» **Stated exercise 1**: List the aspects of successful SDK development that the Kiota blog post below says it will show.

Source code: https://github.com/NikiforovAll/kiota-getting-started
Table of Contents:
- Introduction
- Setup
- Generate HTTP Client for ASP.NET Core applications
- Dependency Injection, Typed HTTP Clients, and
IHttpClientFactory
- Cross-Cutting Concerns and Resilience
- Testing
- Conclusion
- References
Introduction
In the previous blog post, we learned the basics of Kiota. In this post, I want to share more details on how to apply it in production scenarios in a more sophisticated manner.
I will show you the following aspects of successful SDK development:
- Generation of SDKs for ASP.NET Core applications
- Dependency Injection, Typed HTTP Clients, and
IHttpClientFactory
- Cross-Cutting Concerns
- Testing
Setup
We want to create an App.Client
API project that calls the App
trending API, which we’ve built in a previous post. We will use .NET Aspire to glue everything together.

» **Material to process**:

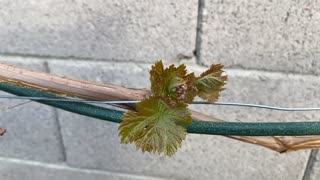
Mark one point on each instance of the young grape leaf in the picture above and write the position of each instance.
(211, 82)
(172, 84)
(155, 127)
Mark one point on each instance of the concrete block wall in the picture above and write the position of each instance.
(269, 48)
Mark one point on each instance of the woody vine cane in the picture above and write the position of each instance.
(28, 83)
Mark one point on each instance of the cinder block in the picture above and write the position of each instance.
(32, 131)
(313, 173)
(15, 169)
(107, 30)
(267, 35)
(92, 143)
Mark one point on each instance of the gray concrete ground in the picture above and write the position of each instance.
(270, 50)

» **Stated exercise 2**: Duplicate the rows above, starting with the line that contains "Mark one point on each instance of the woody" and going on through the last line of the rows.

» **Correct answer 1**:
- Generation of SDKs for ASP.NET Core applications
- Dependency Injection, Typed HTTP Clients, and IHttpClientFactory
- Cross-Cutting Concerns
- Testing

» **Correct answer 2**:
Mark one point on each instance of the woody vine cane in the picture above and write the position of each instance.
(28, 83)
Mark one point on each instance of the cinder block in the picture above and write the position of each instance.
(32, 131)
(313, 173)
(15, 169)
(107, 30)
(267, 35)
(92, 143)
Mark one point on each instance of the gray concrete ground in the picture above and write the position of each instance.
(270, 50)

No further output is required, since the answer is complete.